▸ WHAT THE TASK REQUIRES:
Revise the listing below by changing every "instance" to "occurrence" and keeping all else unchanged. Leave the pictures out of your answer.

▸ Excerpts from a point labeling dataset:
____
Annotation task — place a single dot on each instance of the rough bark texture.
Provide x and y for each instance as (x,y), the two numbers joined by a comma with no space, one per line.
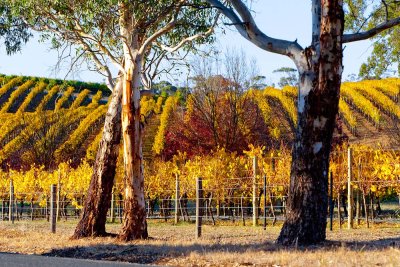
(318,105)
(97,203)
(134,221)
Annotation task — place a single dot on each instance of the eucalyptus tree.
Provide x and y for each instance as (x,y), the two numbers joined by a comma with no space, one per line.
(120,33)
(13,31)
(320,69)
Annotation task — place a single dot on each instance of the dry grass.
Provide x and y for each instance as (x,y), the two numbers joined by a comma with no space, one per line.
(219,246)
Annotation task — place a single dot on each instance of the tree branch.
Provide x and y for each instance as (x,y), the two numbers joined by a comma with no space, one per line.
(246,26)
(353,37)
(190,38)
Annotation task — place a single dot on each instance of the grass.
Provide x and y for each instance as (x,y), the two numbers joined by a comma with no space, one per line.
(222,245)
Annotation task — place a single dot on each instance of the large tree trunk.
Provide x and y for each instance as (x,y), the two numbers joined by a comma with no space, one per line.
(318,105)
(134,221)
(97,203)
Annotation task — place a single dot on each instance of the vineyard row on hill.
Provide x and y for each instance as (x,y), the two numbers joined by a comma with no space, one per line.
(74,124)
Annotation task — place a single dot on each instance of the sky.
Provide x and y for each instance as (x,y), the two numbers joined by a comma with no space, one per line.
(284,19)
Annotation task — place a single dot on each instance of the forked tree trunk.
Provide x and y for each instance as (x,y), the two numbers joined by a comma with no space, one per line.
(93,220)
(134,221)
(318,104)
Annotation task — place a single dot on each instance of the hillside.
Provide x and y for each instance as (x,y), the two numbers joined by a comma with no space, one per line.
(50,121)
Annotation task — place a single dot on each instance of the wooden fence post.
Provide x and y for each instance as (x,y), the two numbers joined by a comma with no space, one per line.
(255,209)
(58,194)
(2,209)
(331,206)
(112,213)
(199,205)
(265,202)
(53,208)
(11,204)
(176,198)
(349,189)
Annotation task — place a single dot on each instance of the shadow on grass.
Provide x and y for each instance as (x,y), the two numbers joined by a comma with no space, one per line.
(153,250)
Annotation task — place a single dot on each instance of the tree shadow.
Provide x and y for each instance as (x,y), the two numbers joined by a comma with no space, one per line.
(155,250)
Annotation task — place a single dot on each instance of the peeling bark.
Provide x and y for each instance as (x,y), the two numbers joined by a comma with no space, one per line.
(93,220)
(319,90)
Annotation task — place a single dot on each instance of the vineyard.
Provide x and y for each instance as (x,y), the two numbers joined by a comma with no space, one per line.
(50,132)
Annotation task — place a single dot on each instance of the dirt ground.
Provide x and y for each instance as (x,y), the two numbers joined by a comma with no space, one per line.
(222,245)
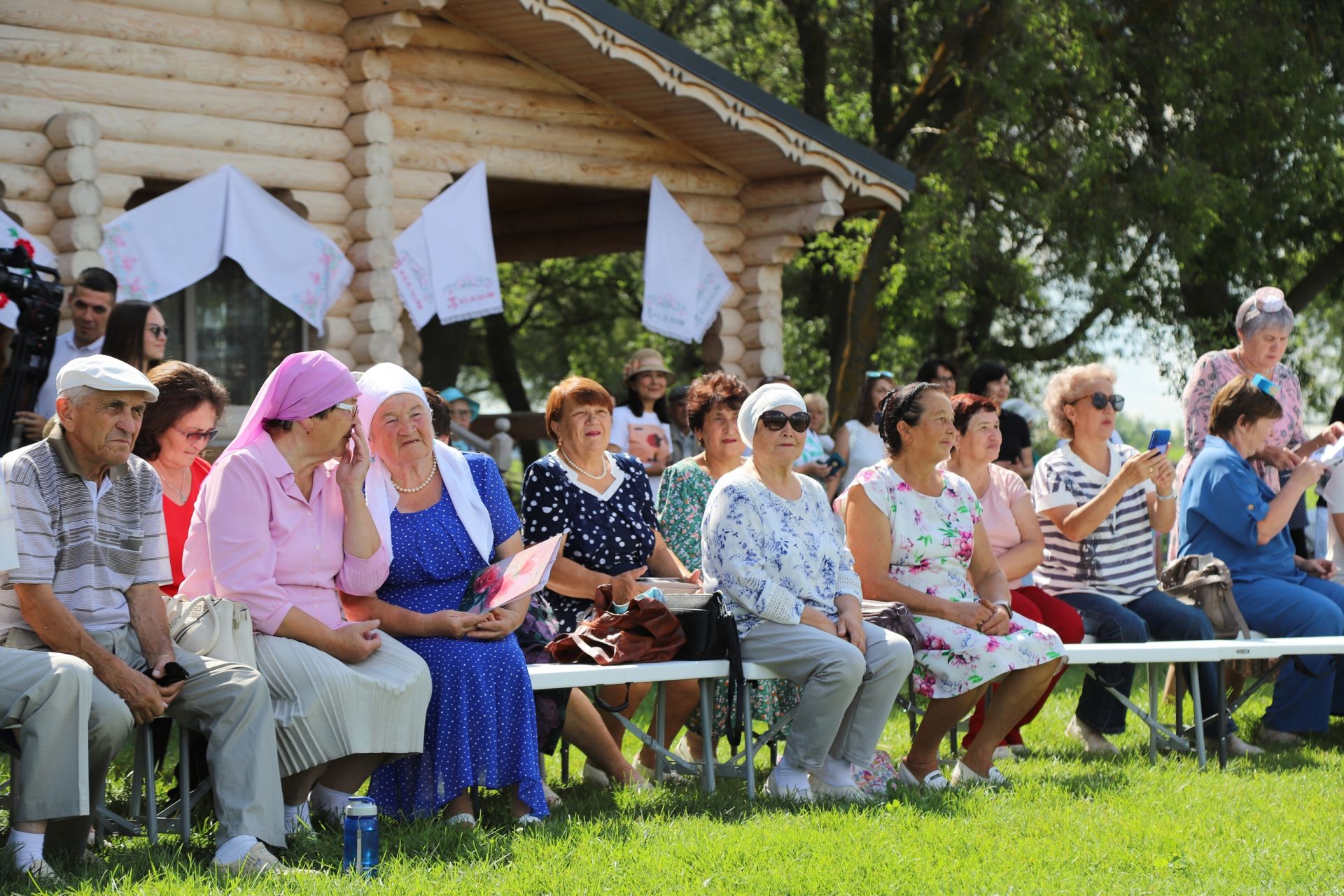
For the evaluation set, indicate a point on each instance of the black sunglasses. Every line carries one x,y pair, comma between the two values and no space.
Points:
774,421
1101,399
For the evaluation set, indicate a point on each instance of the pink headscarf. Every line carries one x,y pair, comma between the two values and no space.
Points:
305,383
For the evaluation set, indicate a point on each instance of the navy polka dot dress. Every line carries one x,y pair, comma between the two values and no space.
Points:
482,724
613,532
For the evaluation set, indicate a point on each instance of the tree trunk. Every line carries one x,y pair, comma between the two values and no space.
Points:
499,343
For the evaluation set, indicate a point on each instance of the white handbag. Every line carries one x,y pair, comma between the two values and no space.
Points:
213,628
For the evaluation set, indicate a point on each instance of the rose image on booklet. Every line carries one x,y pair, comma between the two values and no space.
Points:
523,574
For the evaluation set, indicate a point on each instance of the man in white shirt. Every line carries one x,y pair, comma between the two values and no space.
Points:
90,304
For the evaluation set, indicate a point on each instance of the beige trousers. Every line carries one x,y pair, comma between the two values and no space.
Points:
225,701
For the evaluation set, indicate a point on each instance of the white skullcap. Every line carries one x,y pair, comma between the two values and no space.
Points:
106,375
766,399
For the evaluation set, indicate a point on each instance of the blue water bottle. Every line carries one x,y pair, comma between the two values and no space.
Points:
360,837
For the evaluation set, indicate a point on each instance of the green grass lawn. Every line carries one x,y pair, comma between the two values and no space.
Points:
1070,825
____
▸ ANSWER FOR THIS EXERCISE:
Annotation task — place a single dot on each occurrence of the rough bark texture.
Provide x and y for each occurrence as (x,y), the two numbers joined by a comma with no space, one per line.
(318,105)
(97,203)
(134,221)
Annotation task — place a single dot on each occurrence of the eucalyptus tree.
Provide x and y for each occurrence as (x,y), the two numbers joined by a comma with no space, one per line.
(120,33)
(13,31)
(320,69)
Annotation task — place a single dot on each occurrence of the dry grass.
Provide x and y for each occurrence as (x,y), the two numbers joined by a comma with no space, one per line.
(219,246)
Annotation task — place a single dot on each occurrence of the tree branch.
Provide x and y for each occurrence as (x,y), the two numbers joined by a comma with no space, one per line.
(246,26)
(353,37)
(190,38)
Annotation task — place a single dot on each occurrence of the grass.
Provide x and y for each occurrence as (x,y), the two numbers joined by a comma with no space, one per line.
(222,245)
Annotation task — place a single dot on each occurrence of the large tree trunk.
Provide x and y for each occurrence as (x,y), the two numbers joined by a comma with no space, one per line.
(318,105)
(134,221)
(97,203)
Annotation task — place a single dot on each occurrence of the vineyard row on hill.
Provide x and y for each occurrence as (x,y), the two numbers joined by a comma with no space, one per line.
(74,124)
Annotation task — place a single dot on each occurrence of the sky.
Provide x and y for each occurrence as (x,y), the two numbers joined by a comma with no space, one per line.
(284,19)
Annotation task — place a single dot on each occurrence of the forked tree trunk.
Provide x and y for each occurrence as (x,y), the two numbers joined by a comma with no space, one per line.
(93,220)
(134,221)
(318,104)
Annotation task — place a single dot on each occurrence of the hillside.
Provide x and y for each occurrence as (x,y), the two numbers joined by a comma with no space, one per line.
(50,121)
Annotation task — place a single dot on each occurrence of the wooden fence post.
Provide x and y for each occurrence as (x,y), the two numbers joined by a comma with no space, one per line.
(255,209)
(58,194)
(2,209)
(331,206)
(112,213)
(199,205)
(265,202)
(53,208)
(11,204)
(176,198)
(349,189)
Annotation task — place a single dot on each occurrence of the shadow on grass.
Provide x and y for each occurrence as (x,y), the two numbers joined by a comma with no space, one per line.
(153,250)
Annotation task — place a single dot on each occurrence of the tree shadow.
Provide x and y for each occurrence as (x,y), the two numbers joined by a comma with no space, one per line.
(155,250)
Annotation task — place a single dot on each occurrence of the peeling bark.
Provide x and y for each occurrence as (x,y), the two numbers joined by a comma with no space, one per line.
(93,220)
(319,90)
Annotation task — place a single dot on each occurrence of the vineyard.
Provide x and y for each occurrence as (x,y), the two numbers joined by a comma with no space, one per line.
(50,132)
Annotation task — place a single dot on each occurrence of the dirt ground.
Provide x and y for each occurrence as (x,y), the two numbers joined by a comma with no space, one per line.
(222,245)
For the evaluation set, indicate a point on each occurrence of the black sunglasses. Every line carries one x,y pair, comma between the two values and no space.
Points:
774,421
1101,399
For the evaluation set, indicate a point on each occurrence of the pink headscarf. Every line carries one x,y pair, comma between the two values and no space.
Points:
305,383
For the evaluation set, indicate a point on each occurrence of the navy polka dot dress. Every line carries one x,y pair, comma between the two values and no space.
Points:
482,724
613,532
For the evaluation set, indicate a point on each occurrence of the tree trunk. Every line carries one x,y pair, comma between the two values and no space.
Points:
499,343
For the evaluation set, indicate a point on each occurrence of the white handbag. Every line carries one x,y pair, comma between the two values and no space.
Points:
213,628
For the evaluation set, indicate a point on each occurrence of the rose image on booklet. Every line carries one x,y pair, comma between the two values and no space.
Points:
523,574
For the evaluation set, indicate a point on each occurrence of the man in white shirt. Every line carries one x,y pair, comma between the two values and no space.
Points:
90,304
For the evaluation set, indicate a point on each occurrence of the beige trousers. Every line carries one x,y pair, comma between the two values and no space.
Points:
225,701
For the evaluation set, indicate a point on each occurrence of the white skullcap. Every line carries one x,y pair, comma between the two values and no space.
Points:
106,375
766,399
For the evaluation set, indicate a point on each occurrence of the blue water bottle. Every line carries one x,y pair, comma between the two values and no space.
Points:
360,837
For the evaluation set, indicate a point on each occurrence of the green grass lawn. Every line carries one x,y pair, comma between the two values and no space.
Points:
1070,825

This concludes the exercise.